→ QUOTED TEXT:
Operating Hazards and Insurance
The oil and natural gas industry involves a variety of operating hazards and risks that could result in substantial losses from, among other things, injury or loss of life, severe damage to or destruction of property, natural resources and equipment, pollution or other environmental damage, cleanup responsibilities, regulatory investigation and penalties, and suspension of operations. The Company may be liable for environmental damages caused by previous owners of property it purchases and leases. As a result, the Company may incur substantial liabilities to third parties or governmental entities, the payment of which could reduce or eliminate funds otherwise available, or result in the loss of properties. In addition, the Company participates in wells on a nonoperated basis, as well as through its equity method investment in Roan, and therefore may be limited in its ability to control the risks associated with the operation of such wells.
In accordance with customary industry practices, the Company maintains insurance against some, but not all, potential losses. The Company cannot provide assurance that any insurance it obtains will be adequate to cover any losses or liabilities. The Company has elected to self-insure for certain items for which it has determined that the cost of available insurance is excessive relative to the risks presented. In addition, pollution and environmental risks generally are not fully insurable. The occurrence of an event not fully covered by insurance could have a material adverse effect on the Company’s financial position, results of operations and cash flows. For more information about potential risks that could affect the Company, see Item 1A. “Risk Factors.”
Title to Properties
Prior to the commencement of drilling operations, the Company conducts a title examination and performs curative work with respect to significant defects. To the extent title opinions or other investigations reflect title defects on those properties, the Company is typically responsible for curing any title defects at its expense prior to commencing drilling operations. Prior to completing an acquisition of producing leases, the Company performs title reviews on the most significant leases and, depending on the materiality of properties, the Company may obtain a title opinion or review previously obtained title opinions. As a result, the Company has obtained title opinions on a significant portion of its properties and believes that it has satisfactory title to its producing properties in accordance with standards generally accepted in the industry.

→ ROWS:
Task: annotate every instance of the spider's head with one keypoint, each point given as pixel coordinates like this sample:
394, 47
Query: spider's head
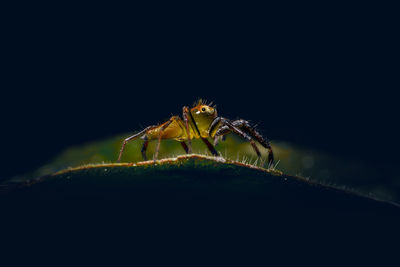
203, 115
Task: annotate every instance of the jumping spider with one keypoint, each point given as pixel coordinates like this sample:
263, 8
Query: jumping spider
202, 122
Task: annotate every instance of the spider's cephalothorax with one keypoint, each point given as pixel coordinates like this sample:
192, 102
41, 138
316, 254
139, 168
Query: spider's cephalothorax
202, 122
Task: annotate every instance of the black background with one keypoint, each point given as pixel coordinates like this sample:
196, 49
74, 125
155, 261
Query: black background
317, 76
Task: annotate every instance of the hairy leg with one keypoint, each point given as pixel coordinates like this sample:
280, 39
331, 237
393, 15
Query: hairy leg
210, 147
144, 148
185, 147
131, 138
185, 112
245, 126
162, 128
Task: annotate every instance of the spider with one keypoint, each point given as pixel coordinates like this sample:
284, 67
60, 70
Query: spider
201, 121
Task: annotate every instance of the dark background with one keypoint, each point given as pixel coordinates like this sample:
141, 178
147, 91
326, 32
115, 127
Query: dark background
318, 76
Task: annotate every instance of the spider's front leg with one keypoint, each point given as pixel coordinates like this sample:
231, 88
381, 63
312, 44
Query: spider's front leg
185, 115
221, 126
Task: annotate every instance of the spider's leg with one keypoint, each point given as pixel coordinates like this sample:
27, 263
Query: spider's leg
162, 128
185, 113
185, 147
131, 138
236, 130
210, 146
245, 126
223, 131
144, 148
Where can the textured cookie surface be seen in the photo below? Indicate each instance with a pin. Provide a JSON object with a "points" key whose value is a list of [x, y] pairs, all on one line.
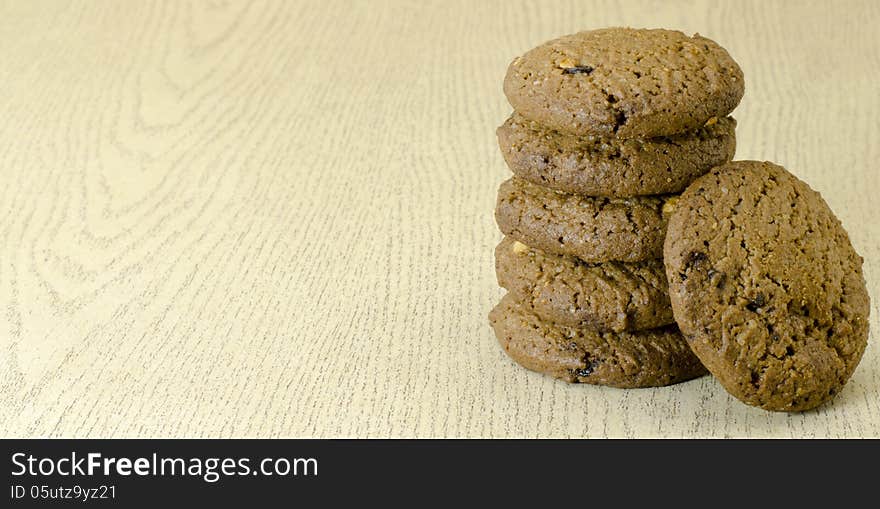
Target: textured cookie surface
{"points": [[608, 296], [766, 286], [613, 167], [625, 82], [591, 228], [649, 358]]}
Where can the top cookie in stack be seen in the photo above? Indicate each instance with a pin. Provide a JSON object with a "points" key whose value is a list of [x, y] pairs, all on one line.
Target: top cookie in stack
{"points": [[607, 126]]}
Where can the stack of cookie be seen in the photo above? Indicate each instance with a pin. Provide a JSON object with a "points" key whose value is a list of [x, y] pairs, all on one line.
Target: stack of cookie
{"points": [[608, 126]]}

==

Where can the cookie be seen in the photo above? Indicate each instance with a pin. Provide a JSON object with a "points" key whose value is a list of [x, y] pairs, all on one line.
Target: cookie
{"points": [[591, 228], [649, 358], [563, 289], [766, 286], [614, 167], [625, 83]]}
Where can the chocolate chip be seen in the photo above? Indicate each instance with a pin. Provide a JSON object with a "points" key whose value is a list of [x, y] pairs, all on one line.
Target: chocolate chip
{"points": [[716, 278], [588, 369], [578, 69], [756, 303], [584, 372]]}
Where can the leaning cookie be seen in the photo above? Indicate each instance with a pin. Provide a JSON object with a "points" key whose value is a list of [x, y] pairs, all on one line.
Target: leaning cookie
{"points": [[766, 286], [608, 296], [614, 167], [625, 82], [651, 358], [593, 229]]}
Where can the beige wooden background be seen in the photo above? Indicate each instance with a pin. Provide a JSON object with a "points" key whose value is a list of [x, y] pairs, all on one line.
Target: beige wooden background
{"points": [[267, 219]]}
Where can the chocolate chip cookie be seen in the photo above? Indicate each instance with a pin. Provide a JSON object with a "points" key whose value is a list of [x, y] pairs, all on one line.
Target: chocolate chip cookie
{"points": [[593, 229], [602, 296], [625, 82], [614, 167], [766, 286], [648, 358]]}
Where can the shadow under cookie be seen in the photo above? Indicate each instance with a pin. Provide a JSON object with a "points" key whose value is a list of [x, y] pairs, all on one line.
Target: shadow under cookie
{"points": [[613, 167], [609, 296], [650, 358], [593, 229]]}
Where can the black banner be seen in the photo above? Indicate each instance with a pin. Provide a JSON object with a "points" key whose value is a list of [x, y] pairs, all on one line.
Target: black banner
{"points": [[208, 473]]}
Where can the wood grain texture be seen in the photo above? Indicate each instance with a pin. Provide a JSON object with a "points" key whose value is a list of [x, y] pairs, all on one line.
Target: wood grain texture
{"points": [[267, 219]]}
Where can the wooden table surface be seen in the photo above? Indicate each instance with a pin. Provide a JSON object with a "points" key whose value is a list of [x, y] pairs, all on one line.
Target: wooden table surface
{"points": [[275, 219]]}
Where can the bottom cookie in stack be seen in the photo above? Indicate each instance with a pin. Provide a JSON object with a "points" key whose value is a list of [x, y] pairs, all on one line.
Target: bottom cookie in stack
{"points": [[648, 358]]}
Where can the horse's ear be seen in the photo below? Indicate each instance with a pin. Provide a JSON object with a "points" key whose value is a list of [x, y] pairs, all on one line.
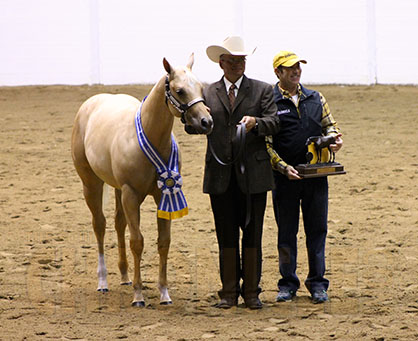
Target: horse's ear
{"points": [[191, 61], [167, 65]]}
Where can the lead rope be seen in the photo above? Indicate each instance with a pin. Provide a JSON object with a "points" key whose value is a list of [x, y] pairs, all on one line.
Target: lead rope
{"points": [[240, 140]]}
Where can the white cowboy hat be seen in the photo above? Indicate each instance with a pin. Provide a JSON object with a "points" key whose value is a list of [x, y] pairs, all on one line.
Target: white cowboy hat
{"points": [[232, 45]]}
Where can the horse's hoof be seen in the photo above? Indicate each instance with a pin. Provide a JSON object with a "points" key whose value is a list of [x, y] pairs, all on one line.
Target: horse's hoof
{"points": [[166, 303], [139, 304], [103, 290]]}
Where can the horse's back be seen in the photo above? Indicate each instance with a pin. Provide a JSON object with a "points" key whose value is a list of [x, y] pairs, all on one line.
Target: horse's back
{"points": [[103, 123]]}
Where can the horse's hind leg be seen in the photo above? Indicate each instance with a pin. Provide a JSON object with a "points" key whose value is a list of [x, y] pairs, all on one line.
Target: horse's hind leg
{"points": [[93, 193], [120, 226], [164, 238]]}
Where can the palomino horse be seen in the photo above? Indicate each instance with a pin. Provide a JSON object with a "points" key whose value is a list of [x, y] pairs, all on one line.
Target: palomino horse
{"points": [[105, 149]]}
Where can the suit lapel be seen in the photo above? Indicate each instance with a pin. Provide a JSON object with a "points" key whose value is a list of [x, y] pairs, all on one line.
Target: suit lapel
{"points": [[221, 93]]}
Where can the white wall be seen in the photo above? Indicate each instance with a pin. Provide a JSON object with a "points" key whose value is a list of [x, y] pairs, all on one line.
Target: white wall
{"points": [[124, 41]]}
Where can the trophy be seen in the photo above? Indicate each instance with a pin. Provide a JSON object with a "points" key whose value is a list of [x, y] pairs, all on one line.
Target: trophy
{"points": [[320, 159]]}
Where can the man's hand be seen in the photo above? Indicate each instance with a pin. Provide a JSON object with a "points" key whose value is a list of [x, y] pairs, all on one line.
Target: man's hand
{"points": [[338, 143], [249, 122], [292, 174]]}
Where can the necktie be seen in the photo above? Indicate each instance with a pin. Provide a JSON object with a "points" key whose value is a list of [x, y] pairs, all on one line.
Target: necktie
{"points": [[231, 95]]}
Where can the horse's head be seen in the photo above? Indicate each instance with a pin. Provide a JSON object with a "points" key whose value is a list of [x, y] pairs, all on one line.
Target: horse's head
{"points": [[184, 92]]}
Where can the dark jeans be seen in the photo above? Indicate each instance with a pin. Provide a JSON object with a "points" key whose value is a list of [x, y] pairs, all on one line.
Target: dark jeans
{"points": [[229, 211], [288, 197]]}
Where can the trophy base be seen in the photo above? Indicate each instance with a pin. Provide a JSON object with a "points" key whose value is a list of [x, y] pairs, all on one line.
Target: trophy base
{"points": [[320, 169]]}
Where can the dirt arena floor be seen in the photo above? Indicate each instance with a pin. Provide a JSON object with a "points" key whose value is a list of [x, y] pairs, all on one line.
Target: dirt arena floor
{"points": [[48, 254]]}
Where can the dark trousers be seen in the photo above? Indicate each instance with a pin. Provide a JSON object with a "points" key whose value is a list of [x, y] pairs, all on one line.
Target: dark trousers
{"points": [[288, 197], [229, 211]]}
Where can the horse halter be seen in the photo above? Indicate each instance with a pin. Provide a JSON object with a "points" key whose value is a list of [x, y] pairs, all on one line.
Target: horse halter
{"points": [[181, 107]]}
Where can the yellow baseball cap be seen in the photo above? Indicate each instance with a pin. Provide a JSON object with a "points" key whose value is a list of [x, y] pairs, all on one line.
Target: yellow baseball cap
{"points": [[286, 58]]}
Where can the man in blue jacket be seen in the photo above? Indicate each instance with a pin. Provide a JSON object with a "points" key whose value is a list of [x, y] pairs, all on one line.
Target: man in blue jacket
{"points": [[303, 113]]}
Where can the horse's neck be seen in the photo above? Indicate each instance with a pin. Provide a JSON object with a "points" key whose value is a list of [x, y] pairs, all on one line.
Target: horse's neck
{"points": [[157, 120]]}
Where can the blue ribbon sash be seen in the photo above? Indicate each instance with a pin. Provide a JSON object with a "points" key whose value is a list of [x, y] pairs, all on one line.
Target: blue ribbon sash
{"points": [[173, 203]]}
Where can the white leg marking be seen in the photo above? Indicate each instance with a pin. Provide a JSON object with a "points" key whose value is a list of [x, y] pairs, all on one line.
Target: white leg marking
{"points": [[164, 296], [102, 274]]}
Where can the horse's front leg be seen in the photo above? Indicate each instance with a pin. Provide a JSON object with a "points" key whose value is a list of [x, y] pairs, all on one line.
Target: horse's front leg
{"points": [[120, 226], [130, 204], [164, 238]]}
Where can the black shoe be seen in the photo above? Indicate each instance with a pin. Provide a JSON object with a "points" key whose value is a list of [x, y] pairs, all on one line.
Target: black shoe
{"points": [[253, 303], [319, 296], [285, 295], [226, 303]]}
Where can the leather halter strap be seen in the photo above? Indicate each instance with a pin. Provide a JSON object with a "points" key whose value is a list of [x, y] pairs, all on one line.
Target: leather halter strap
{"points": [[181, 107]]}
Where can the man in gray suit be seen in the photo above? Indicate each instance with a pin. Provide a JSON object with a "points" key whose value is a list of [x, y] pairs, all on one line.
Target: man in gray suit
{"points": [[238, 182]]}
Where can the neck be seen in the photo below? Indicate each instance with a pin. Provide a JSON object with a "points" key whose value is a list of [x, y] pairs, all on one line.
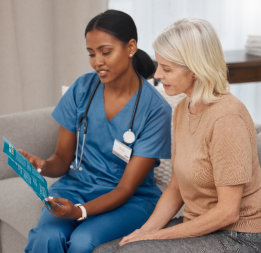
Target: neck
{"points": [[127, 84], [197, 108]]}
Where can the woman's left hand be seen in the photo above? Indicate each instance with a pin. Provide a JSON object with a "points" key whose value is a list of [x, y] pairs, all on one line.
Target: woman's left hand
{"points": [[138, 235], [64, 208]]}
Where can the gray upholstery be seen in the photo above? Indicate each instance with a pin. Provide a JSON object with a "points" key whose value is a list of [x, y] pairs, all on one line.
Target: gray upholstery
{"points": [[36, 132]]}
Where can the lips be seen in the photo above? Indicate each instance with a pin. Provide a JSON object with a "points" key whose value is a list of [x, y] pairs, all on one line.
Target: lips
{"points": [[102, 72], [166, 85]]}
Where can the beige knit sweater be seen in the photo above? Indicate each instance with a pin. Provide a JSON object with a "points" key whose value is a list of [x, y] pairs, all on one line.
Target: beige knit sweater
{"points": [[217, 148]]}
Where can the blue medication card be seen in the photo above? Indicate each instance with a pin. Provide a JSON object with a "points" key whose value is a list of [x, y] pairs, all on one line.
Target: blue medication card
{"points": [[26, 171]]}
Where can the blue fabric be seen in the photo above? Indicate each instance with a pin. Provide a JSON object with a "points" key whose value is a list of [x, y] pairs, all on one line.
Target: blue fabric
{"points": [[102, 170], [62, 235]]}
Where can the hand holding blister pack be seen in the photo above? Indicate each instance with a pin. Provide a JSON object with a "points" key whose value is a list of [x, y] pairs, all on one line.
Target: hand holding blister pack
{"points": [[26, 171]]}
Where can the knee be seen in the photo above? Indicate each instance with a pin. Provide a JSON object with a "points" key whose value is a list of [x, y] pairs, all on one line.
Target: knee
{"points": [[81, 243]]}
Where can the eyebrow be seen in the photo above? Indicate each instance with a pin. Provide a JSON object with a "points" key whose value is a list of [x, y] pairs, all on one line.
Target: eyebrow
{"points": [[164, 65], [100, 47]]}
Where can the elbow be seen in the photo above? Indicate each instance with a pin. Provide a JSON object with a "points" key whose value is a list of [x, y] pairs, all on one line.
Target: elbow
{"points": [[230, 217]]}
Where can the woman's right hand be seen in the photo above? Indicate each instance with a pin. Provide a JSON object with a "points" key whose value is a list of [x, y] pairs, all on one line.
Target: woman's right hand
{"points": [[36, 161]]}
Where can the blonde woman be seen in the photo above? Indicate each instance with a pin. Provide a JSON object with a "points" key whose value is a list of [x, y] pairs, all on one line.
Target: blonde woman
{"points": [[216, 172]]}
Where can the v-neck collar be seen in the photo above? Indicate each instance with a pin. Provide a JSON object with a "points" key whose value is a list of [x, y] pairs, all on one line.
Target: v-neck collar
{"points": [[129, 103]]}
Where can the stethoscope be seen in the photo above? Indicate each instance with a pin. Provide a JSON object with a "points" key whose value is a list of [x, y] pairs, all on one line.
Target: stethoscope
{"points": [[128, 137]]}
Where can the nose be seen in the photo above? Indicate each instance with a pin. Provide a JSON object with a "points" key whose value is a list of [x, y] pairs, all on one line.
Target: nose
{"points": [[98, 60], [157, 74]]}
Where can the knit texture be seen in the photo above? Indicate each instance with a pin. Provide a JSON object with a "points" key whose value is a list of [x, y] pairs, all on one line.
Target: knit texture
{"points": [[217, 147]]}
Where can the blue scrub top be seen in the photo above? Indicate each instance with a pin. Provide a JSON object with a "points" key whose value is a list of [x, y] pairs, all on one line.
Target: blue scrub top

* * *

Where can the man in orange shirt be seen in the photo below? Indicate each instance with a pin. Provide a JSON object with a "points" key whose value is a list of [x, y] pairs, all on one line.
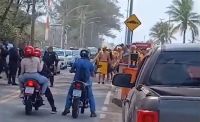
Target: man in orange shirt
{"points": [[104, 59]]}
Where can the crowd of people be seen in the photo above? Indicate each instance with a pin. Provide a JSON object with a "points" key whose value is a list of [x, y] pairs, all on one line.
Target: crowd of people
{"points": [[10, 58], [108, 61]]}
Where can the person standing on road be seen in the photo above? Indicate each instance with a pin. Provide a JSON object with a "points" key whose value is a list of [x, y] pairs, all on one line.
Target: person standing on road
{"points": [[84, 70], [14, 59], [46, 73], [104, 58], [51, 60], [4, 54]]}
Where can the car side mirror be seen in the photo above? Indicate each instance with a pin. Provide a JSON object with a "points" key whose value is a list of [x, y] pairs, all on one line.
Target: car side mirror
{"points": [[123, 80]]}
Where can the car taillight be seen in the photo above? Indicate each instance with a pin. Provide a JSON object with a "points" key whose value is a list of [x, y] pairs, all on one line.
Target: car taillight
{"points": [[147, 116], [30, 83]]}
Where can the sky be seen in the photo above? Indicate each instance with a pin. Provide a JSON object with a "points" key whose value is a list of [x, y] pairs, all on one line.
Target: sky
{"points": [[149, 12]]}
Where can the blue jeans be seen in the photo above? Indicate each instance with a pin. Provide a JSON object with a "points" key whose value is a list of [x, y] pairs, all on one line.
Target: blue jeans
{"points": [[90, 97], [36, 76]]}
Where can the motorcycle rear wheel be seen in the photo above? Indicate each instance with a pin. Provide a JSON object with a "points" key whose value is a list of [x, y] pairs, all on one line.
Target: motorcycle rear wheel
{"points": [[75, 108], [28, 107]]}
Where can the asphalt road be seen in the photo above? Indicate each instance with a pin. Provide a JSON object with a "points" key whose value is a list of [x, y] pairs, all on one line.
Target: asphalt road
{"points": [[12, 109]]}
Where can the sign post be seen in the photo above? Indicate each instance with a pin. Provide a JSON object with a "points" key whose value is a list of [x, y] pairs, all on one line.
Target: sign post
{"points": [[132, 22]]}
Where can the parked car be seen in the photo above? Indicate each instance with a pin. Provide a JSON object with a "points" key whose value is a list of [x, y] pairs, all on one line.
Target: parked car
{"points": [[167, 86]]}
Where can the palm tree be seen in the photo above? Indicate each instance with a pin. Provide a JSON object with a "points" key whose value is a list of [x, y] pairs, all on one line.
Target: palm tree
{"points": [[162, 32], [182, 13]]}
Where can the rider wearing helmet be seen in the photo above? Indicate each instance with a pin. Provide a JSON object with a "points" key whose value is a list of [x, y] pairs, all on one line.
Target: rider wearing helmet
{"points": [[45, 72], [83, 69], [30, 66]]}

→ TASK REQUIREMENTS:
1: Render the stretch of the records from the line containing "Where can the nose" through the line containing "Target: blue scrub top" as a JSON list of strings, one string per line, leaving out blank lines.
2: Write a continuation of the text on operating hazards, insurance, and title to properties, picking up after its last sentence.

→ TASK ANSWERS:
1:
[
  "Where can the nose be seen in the photo above? Indicate each instance with a pin. Provide a JSON object with a \"points\" key whose value is a list of [x, y] pairs, all on one line.",
  "Target: nose",
  "{\"points\": [[98, 60], [157, 74]]}",
  "Where can the knit texture be seen in the photo above? Indicate each instance with a pin. Provide a JSON object with a \"points\" key whose value is a list of [x, y] pairs, all on one line.",
  "Target: knit texture",
  "{\"points\": [[217, 147]]}",
  "Where can the blue scrub top be seen in the photo above? Indicate each instance with a pin. Provide a JSON object with a \"points\" key whose value is a list of [x, y] pairs, all on one line.",
  "Target: blue scrub top"
]

2:
13

Item 1.    Business - Continued

Seasonal Nature of Business
Seasonal weather conditions and lease stipulations can limit the drilling and producing activities and other operations in regions of the U.S. in which the Company operates. These seasonal conditions can pose challenges for meeting the well drilling objectives and increase competition for equipment, supplies and personnel, which could lead to shortages and increase costs or delay operations. For example, Company operations may be impacted by ice and snow in the winter and by electrical storms and high temperatures in the spring and summer, as well as by wild fires in the fall.
The demand for natural gas typically decreases during the summer months and increases during the winter months. Seasonal anomalies sometimes lessen this fluctuation. In addition, certain natural gas consumers utilize natural gas storage facilities and purchase some of their anticipated winter requirements during the summer, which can also lessen seasonal demand fluctuations.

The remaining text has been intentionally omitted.